### [STATED PROBLEM]
Extract every line in the items below that contains the string "inspect", matching case exactly.

Dataset rows:
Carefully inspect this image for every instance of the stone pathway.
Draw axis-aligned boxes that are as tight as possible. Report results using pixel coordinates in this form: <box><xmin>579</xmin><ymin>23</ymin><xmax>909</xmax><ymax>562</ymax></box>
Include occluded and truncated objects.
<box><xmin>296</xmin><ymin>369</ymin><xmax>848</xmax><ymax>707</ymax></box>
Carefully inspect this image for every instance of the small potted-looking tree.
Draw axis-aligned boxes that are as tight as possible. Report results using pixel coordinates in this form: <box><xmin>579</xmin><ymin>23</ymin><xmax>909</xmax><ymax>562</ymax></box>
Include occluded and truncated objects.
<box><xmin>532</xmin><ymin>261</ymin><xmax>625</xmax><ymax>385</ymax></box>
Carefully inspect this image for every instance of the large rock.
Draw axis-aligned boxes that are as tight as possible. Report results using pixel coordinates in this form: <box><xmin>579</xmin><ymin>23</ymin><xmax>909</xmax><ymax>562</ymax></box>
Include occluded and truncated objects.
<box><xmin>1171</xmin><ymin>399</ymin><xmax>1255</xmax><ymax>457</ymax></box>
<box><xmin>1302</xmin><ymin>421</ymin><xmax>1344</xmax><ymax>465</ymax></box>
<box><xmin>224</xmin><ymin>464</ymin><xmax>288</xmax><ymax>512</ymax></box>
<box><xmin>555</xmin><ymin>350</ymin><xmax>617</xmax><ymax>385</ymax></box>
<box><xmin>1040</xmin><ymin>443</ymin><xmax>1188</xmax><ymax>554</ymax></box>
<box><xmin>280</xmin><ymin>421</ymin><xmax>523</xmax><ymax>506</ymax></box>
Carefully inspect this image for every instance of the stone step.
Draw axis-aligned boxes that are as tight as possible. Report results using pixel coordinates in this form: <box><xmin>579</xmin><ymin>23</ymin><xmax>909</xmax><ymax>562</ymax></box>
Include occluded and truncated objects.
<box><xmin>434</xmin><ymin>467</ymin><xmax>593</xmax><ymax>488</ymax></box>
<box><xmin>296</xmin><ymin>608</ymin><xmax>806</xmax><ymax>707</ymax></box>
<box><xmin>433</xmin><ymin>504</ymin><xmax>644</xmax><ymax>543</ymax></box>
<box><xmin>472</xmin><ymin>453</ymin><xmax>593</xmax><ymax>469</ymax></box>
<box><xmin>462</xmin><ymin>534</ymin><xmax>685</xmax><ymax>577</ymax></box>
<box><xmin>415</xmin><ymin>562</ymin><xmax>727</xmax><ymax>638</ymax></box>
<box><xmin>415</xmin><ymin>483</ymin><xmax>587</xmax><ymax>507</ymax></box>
...
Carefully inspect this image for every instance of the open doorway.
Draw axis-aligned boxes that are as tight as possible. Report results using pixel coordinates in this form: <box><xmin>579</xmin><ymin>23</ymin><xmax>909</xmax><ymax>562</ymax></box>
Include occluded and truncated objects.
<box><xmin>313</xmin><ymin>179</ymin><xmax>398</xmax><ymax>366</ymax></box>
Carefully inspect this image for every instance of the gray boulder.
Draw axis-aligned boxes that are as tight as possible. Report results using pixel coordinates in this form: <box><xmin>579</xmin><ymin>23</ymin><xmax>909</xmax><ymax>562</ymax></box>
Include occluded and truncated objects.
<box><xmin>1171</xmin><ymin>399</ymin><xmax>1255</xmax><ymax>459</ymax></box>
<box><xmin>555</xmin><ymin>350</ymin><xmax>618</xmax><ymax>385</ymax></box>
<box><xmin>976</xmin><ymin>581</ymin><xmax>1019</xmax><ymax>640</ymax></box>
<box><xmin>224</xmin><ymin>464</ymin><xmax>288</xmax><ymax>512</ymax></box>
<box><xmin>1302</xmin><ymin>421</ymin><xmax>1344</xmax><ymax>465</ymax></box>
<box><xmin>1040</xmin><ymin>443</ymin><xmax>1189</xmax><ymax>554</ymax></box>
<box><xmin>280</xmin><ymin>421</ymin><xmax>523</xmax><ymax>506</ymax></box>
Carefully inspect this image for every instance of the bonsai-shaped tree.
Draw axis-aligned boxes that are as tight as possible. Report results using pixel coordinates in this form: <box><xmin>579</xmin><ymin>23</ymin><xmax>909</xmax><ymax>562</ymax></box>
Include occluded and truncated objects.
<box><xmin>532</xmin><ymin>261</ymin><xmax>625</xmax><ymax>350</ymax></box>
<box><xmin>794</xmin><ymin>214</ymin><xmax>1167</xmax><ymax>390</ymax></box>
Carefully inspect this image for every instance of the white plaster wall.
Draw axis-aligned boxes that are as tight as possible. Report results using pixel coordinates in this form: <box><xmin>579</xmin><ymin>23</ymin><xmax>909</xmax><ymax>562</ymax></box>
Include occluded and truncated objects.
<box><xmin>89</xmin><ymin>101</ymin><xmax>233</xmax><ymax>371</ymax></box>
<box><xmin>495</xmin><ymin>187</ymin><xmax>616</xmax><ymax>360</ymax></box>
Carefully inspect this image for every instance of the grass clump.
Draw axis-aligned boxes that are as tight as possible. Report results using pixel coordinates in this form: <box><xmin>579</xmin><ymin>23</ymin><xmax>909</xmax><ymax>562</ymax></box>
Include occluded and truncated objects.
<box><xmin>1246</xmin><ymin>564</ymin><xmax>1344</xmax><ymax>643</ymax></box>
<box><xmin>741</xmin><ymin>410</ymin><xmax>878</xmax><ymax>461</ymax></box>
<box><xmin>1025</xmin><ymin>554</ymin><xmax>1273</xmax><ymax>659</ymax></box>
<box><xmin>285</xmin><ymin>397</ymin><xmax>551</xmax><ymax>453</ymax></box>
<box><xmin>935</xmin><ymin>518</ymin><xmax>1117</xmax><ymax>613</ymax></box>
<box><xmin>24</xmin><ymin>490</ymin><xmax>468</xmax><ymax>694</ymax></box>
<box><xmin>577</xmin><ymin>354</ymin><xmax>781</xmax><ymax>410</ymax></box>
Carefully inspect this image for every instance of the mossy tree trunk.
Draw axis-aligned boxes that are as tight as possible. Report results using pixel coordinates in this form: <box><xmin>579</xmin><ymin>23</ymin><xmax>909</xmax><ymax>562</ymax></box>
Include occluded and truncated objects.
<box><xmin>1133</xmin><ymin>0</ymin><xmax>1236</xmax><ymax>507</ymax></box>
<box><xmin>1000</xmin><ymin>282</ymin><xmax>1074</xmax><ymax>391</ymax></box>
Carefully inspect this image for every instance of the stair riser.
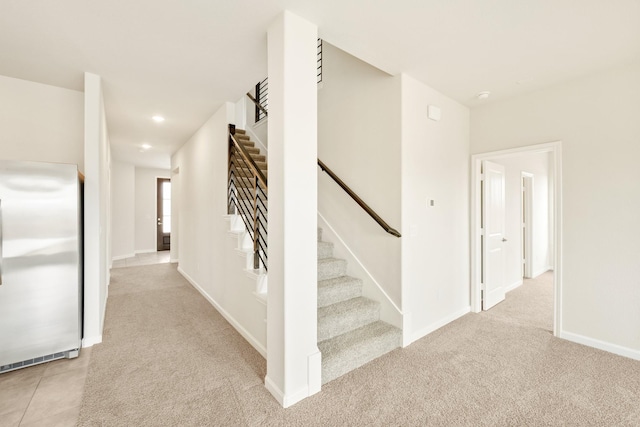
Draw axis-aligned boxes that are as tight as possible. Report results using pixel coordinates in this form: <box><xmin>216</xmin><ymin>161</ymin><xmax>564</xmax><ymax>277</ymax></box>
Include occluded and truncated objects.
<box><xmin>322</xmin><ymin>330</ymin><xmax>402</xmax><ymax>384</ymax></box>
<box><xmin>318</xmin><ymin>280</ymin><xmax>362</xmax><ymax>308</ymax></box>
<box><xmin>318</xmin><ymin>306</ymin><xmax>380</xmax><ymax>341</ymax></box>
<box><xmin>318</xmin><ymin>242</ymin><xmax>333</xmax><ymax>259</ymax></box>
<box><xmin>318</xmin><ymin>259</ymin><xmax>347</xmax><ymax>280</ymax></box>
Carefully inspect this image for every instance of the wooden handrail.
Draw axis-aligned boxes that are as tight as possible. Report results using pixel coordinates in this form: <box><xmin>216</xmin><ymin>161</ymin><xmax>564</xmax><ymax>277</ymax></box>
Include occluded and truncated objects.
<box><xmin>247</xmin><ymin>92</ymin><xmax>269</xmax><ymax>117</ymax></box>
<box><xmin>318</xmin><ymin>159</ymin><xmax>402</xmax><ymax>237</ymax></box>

### [REPLY TO THE EXERCISE]
Carefully inspect this image for every instance of the stone pathway.
Carefully inspect this image for every instance of the small potted-looking tree.
Carefully inspect this image for every instance of the large rock.
Carefully inspect this image for every instance of the stone step.
Carefully inspect this image for every instance of the open doorway.
Carefully inspect this image for every instance of the gray boulder.
Carefully inspect this image for every instance of the bonsai-shaped tree.
Carefully inspect this image for every instance of the white plaster wall.
Carefully inspect this image for every instance of the grass clump.
Carefully inspect this image for every instance of the mossy tree trunk.
Carefully inspect this image for every instance of the stair riser.
Carefully inspect this image for every instance of the wooden handrail.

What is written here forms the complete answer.